EXERCISE:
Your task is to copy the material exactly.

INPUT DATA:
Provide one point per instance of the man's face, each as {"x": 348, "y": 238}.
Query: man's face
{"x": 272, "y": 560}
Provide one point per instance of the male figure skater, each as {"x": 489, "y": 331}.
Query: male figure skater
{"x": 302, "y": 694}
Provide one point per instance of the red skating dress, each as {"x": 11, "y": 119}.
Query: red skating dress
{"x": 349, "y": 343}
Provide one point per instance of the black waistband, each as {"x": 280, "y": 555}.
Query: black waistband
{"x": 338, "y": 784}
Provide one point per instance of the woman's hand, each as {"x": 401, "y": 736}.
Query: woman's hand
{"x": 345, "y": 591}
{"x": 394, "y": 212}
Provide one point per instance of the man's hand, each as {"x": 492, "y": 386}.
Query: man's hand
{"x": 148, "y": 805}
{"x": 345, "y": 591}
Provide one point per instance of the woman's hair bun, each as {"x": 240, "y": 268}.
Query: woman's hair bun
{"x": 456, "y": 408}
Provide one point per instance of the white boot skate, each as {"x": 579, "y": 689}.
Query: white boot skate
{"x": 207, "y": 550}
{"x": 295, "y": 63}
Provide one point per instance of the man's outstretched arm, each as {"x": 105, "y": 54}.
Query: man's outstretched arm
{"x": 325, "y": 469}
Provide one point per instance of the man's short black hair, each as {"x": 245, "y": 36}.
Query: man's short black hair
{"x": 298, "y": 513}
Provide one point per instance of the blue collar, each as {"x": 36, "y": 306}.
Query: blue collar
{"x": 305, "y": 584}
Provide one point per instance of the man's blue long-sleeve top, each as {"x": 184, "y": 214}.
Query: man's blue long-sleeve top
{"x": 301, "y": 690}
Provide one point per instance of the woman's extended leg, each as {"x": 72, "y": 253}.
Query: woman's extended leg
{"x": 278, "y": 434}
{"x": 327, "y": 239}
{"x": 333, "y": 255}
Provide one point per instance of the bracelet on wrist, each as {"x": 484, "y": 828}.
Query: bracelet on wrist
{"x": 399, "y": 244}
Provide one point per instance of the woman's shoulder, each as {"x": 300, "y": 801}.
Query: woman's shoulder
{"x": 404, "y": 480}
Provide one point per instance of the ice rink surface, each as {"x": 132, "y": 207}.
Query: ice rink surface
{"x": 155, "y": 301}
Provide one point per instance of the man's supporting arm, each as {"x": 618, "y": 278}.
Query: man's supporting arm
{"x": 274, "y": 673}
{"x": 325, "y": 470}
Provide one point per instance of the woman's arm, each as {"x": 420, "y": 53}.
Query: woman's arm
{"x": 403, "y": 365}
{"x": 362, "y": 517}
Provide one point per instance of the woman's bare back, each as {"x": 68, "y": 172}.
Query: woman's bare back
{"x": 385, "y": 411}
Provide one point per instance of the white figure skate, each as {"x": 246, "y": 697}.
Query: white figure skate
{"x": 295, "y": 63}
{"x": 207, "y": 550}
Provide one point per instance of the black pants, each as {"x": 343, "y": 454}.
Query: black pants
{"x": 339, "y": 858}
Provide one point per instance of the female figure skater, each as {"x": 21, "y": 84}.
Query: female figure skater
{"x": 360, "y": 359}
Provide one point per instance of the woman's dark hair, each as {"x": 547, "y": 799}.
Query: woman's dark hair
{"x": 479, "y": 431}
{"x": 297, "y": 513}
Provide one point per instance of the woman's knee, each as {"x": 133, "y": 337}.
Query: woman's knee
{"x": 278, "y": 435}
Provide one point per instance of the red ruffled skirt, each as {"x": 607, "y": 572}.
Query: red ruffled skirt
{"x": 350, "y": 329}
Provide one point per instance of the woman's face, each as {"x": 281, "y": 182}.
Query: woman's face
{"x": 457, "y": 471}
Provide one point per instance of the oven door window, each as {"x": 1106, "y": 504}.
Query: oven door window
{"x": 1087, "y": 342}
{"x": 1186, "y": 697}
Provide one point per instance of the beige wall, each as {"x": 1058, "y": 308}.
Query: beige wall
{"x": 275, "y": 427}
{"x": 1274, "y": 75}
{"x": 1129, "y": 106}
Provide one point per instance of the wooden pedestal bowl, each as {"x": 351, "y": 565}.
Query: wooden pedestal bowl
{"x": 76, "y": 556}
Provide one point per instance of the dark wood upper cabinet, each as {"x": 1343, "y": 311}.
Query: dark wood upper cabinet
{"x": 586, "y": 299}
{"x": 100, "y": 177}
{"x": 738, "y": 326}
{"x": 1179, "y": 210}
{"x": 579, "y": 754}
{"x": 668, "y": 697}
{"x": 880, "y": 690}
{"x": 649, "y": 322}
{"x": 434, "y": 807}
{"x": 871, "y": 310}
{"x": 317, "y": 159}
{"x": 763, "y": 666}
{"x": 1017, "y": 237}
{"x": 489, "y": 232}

CORRECT RESULT:
Provide one point per instance of the man's face, each as {"x": 348, "y": 238}.
Query: man's face
{"x": 272, "y": 560}
Provide one point per instance of the male figure skater, each as {"x": 489, "y": 331}.
Query: male figure skater
{"x": 302, "y": 694}
Provide one point per instance of the red skating dress, each as {"x": 11, "y": 119}.
Query: red skating dress
{"x": 349, "y": 343}
Provide one point per instance of the black waistband, each as {"x": 280, "y": 555}.
Query: black waistband
{"x": 338, "y": 784}
Provide one point per instance of the woman's hand, each as {"x": 401, "y": 736}.
Query: woman's hand
{"x": 345, "y": 591}
{"x": 394, "y": 212}
Provide one point per instance of the man's hand, each as {"x": 492, "y": 386}.
Query: man's hand
{"x": 148, "y": 805}
{"x": 345, "y": 591}
Provide one point per instance of the woman's hair bun, each as {"x": 240, "y": 268}.
Query: woman's hair bun
{"x": 456, "y": 408}
Provide one point per instance of the white boot skate, each as {"x": 579, "y": 689}.
Query: white boot skate
{"x": 207, "y": 550}
{"x": 295, "y": 63}
Provide one point per instance of the man's outstretched arm, each as {"x": 105, "y": 54}.
Query: man's outstretched arm
{"x": 325, "y": 469}
Provide one point per instance of the man's short black hair, each as {"x": 245, "y": 36}.
Query: man's short black hair
{"x": 298, "y": 513}
Provide one point per instance of the blue collar, each as {"x": 36, "y": 306}.
Query: blue collar
{"x": 305, "y": 584}
Provide one point per instance of the man's blue long-sleeve top, each as {"x": 184, "y": 214}.
Query: man's blue long-sleeve top
{"x": 301, "y": 690}
Provide one point per instance of the woman's extended leg, each as {"x": 72, "y": 253}.
Query: woman's extended leg
{"x": 278, "y": 434}
{"x": 327, "y": 239}
{"x": 333, "y": 255}
Provide one point per instance of the bracelet on wrist, each as {"x": 484, "y": 828}.
Query: bracelet on wrist
{"x": 399, "y": 244}
Provide one point per instance of the woman's shoulder, each as {"x": 300, "y": 801}.
Query: woman's shoulder
{"x": 404, "y": 480}
Provide one point per instance of the ice rink surface, each as {"x": 132, "y": 207}.
Query: ice rink surface
{"x": 155, "y": 301}
Provide one point per instance of the man's supporting arm, each as {"x": 618, "y": 278}.
Query: man's supporting arm
{"x": 274, "y": 673}
{"x": 325, "y": 470}
Provide one point per instance of the woman's arm, each as {"x": 420, "y": 53}.
Query: woman's arm
{"x": 403, "y": 365}
{"x": 362, "y": 517}
Provide one point per instance of the woman's bare back, each as {"x": 68, "y": 172}.
Query: woman's bare back
{"x": 385, "y": 411}
Provide one point per instance of the white figure skate, each as {"x": 246, "y": 697}.
Query: white figure skate
{"x": 295, "y": 63}
{"x": 207, "y": 550}
Provide one point per instance of the black pants, each as {"x": 343, "y": 454}.
Query: black pants
{"x": 339, "y": 858}
Provide one point per instance of the female figure skater, each as {"x": 21, "y": 84}.
Query: female figure skater
{"x": 360, "y": 359}
Provide one point per instance of the woman's dark hair, each as {"x": 547, "y": 799}.
Query: woman's dark hair
{"x": 479, "y": 431}
{"x": 297, "y": 513}
Provide one point per instance of the woman's knee, each as {"x": 133, "y": 337}.
Query: woman's knee
{"x": 278, "y": 435}
Provide one point per instance of the red ruffled skirt, each as {"x": 607, "y": 572}.
Query: red ruffled skirt
{"x": 350, "y": 329}
Provide one point per instance of the woman's face, each as {"x": 281, "y": 182}.
Query: woman's face
{"x": 457, "y": 471}
Provide one point per instance of the oven door window, each as {"x": 1106, "y": 504}.
Query: oven door window
{"x": 1087, "y": 342}
{"x": 1186, "y": 697}
Provide one point per instance of the beige wall, each as {"x": 1058, "y": 308}.
Query: beige wall
{"x": 275, "y": 427}
{"x": 1274, "y": 75}
{"x": 1129, "y": 106}
Provide one point per instance of the wooden pedestal bowl, each as {"x": 351, "y": 565}.
Query: wooden pedestal bowl
{"x": 76, "y": 556}
Provide one point per instance of the dark wood upper cabinet, each as {"x": 1343, "y": 311}.
Query: dark wood upper cabinet
{"x": 586, "y": 299}
{"x": 100, "y": 177}
{"x": 738, "y": 326}
{"x": 1179, "y": 210}
{"x": 579, "y": 754}
{"x": 668, "y": 697}
{"x": 880, "y": 690}
{"x": 649, "y": 322}
{"x": 434, "y": 807}
{"x": 871, "y": 310}
{"x": 317, "y": 159}
{"x": 763, "y": 666}
{"x": 1017, "y": 237}
{"x": 489, "y": 232}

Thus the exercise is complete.